• Stated problem a: Transcribe everything from "Here’s the truth." down to "than they are." in the Saturday Star piece below.

• Page excerpt:

However, because of a last-minute cancellation of a front-page ad in the main section of the paper, they were able to place their special offer ad. Even at the discounted rates, they were still asking something over R2 000 per person per night (and this was probably about six eight years ago).
The Saturday Star was the only place they ran this specific ad. Their entire inventory was sold by Tuesday. A similar price offer for another property, placed in another weekend newspaper, attracted just six phone calls and only two bookings. We have been told by travel agents that when they want to sell high-end products, like round-the-world cruise, their publication of choice is Saturday Star Travel. Must be a market for them in that niche..
Every week, more than 100 000 people take out their own money to buy this newspaper. That’s some market, Mr Bruce – at least compared to the one-tenth of that you managed to garner.
And every week, advertisers buy space. Both groups must be getting something which satisfies them. Or at least which satisifies them a lot more than the offering provided by The Weekender.
Having said that, the weekend market in this country is tough.
In the late 1990s, we were told by experts that Saturday papers were growing in circulation all around the world. That was obviously before the internet got up a head of steam. However, that was in countries on the northern hemisphere, where weather is often bad and people stay indoors on the weekends.
In this country, the Saturday Star’s biggest competitor – the biggest competitor for any newspaper publishing on a Saturday – is the day itself. People head off to the shopping malls; to meet, to eat and to shop. They play or watch sport. They go away, they chill out beside the pool. So selling papers on a Saturday is not easy.
And, I believe, the Saturday Star outsells papers like The Weekender because it has a wider range of stories, it breaks more news more consistently – and has regular, well-written favourites like the Travel supplement (one of the best read in the country and whose editor, Carol Lazar, is probably the best travel journalist this country has produced), the gardening and eating out columns and even the perennial, “non-intellectual” favourites like the cartoons and Your Stars.
We are often accused of being a “wrap around” for our comprehensive Property section – the biggest in the country. If that is the case, then why did this paper not collapse completely when the property market went into decline? And why did no less a strong player than the Sunday Times fail dismally when it tried to take this very important business away from us a few years ago?
I am tired of being told this is a trashy paper for dim people. I am tired of the people who mourn the death of papers like the Weekender. (and you as a reader should be too, because those comments are an insult to your intelligence)
Here’s the truth. Mourning the Weekender is like mourning a baby unborn because of a condom. The Weekender should never have been started at all. There never was, nor will there ever be, a newspaper market for a product whose sole purpose is to gratify the egos of journalists and people who look down their noses at those who are are supposedly less clever than they are.
It will be interesting to see if there is any reaction to this piece: all of those praising The Weekender say they won’t read anything else, so they won’t see this, will they?”
Seery clearly suffers from (I’m not sure if ‘suffer’ is the right word) what psychologists call ‘projection’. And he ‘transfers’. They’re not necessarily illnesses but they are chronic, meaning that he probably does both without being aware of it. Does Brendan complain a lot? Is everything someone else’s fault? His colleagues will know.

• Stated problem b: Pick out each line in the records below that contains the string "neck".

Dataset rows

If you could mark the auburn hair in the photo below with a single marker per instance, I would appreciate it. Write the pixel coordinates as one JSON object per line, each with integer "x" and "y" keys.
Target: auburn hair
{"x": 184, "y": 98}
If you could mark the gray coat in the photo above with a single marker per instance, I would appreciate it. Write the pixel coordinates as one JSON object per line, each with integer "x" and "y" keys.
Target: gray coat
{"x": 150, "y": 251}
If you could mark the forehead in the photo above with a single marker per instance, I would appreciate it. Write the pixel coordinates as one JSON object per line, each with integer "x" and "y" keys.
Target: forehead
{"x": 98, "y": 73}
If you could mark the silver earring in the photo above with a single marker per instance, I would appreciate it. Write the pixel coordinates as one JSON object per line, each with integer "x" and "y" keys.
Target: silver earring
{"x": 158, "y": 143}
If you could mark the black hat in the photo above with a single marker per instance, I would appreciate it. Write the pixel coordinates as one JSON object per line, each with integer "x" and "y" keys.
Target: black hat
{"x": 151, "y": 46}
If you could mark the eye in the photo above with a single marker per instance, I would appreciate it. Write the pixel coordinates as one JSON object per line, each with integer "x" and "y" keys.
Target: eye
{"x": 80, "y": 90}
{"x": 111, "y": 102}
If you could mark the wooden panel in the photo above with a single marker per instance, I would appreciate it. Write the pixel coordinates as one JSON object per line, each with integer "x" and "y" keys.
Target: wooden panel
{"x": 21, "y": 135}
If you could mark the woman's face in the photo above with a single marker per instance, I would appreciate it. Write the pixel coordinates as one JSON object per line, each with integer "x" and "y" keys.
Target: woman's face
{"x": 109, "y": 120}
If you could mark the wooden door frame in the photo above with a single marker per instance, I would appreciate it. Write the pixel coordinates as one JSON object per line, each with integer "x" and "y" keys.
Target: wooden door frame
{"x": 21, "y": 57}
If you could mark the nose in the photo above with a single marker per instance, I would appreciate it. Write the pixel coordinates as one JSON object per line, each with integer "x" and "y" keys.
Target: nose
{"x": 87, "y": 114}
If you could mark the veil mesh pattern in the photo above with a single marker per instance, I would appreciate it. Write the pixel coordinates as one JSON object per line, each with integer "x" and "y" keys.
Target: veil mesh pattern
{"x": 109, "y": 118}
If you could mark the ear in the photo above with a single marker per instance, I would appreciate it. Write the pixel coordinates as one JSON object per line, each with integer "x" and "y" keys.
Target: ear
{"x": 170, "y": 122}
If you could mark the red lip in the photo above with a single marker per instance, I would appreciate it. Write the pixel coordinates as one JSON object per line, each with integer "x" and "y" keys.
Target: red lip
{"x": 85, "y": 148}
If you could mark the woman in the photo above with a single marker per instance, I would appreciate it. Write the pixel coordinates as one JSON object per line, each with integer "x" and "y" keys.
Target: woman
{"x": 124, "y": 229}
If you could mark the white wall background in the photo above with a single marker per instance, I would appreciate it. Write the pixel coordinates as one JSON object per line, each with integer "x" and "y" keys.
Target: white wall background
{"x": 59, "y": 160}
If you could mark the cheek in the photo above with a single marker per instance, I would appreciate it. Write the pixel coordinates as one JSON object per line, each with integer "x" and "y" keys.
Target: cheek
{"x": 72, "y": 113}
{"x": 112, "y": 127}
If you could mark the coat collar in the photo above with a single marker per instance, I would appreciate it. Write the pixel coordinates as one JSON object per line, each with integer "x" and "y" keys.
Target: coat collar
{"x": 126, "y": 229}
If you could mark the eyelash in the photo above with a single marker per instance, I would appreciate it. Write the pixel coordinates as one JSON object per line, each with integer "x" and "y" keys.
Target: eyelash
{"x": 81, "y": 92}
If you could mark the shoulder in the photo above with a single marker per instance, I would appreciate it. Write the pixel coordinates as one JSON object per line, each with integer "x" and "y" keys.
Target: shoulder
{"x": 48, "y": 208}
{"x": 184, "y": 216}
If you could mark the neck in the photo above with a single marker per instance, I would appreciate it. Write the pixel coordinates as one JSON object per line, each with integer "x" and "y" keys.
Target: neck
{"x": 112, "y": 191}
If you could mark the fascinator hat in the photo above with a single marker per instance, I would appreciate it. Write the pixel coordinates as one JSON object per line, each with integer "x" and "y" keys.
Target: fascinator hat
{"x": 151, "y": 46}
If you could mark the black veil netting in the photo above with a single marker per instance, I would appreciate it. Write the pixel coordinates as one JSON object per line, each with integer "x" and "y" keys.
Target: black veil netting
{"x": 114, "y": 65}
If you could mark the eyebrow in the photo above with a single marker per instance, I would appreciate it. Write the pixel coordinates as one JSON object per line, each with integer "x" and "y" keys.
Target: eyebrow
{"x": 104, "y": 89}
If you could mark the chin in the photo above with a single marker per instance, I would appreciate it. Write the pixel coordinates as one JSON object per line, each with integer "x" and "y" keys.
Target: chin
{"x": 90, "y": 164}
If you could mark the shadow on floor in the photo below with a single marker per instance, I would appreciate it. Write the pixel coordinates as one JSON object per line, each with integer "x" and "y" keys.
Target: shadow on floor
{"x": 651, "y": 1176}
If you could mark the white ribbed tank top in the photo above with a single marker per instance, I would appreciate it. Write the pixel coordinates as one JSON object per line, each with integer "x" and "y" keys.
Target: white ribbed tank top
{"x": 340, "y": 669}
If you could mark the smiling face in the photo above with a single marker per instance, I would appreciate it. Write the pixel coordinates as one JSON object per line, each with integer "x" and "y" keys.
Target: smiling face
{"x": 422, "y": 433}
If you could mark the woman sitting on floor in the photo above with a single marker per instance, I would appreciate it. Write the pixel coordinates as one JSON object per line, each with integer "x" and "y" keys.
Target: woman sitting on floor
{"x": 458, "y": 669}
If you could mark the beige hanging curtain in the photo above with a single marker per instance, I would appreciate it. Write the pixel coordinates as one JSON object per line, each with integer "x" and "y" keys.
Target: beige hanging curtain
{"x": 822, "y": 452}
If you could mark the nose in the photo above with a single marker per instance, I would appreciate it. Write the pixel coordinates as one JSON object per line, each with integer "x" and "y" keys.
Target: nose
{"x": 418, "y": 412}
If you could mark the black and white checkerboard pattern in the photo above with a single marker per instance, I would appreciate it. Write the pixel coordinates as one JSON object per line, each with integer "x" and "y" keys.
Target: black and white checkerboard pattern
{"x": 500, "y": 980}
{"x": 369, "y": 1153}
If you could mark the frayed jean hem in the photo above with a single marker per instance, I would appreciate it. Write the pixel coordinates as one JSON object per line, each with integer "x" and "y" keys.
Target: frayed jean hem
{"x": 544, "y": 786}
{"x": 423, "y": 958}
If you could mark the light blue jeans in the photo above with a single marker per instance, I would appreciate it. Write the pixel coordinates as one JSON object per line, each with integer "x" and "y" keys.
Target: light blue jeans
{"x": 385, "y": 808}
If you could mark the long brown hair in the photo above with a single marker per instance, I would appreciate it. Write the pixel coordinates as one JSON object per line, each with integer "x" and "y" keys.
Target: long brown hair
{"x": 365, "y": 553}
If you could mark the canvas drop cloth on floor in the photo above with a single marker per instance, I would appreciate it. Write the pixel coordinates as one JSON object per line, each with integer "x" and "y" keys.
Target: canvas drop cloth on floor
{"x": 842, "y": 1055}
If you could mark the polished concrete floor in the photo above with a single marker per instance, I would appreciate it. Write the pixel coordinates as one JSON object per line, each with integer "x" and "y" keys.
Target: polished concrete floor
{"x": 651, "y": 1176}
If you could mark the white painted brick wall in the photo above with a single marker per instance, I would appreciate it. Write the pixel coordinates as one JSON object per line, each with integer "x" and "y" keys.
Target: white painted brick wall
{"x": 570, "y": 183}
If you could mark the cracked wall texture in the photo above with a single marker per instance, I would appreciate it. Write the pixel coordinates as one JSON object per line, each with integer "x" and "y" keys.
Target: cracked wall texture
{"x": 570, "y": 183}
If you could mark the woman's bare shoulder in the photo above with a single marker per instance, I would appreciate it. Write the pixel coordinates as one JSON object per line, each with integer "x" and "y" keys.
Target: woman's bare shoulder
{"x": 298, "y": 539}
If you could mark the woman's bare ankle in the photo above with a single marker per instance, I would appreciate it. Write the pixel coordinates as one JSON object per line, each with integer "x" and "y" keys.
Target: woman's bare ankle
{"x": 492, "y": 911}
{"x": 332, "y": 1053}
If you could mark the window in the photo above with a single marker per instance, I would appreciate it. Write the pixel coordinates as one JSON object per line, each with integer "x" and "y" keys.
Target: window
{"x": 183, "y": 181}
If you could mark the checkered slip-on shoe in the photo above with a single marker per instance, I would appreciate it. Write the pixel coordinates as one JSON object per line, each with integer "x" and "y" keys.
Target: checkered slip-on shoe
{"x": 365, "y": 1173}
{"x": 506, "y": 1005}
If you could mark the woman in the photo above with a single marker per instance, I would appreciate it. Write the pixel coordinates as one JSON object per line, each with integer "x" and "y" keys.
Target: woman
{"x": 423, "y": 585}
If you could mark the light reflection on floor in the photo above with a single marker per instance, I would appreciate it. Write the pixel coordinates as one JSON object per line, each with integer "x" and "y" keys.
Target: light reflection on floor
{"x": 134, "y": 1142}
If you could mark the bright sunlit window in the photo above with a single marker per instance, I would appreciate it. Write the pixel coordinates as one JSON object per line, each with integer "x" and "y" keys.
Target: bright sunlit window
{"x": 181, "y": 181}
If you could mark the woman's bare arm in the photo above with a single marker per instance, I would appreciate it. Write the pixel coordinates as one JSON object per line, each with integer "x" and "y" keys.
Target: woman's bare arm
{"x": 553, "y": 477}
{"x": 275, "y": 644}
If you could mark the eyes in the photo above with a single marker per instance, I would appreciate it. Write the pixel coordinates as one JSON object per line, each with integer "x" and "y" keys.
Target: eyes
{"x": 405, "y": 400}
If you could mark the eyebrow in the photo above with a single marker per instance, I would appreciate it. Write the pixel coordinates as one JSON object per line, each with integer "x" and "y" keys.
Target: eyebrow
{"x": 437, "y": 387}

• Task solution a:
Here’s the truth. Mourning the Weekender is like mourning a baby unborn because of a condom. The Weekender should never have been started at all. There never was, nor will there ever be, a newspaper market for a product whose sole purpose is to gratify the egos of journalists and people who look down their noses at those who are are supposedly less clever than they are.

• Task solution b:
If you could mark the neck in the photo above with a single marker per instance, I would appreciate it. Write the pixel coordinates as one JSON object per line, each with integer "x" and "y" keys.
Target: neck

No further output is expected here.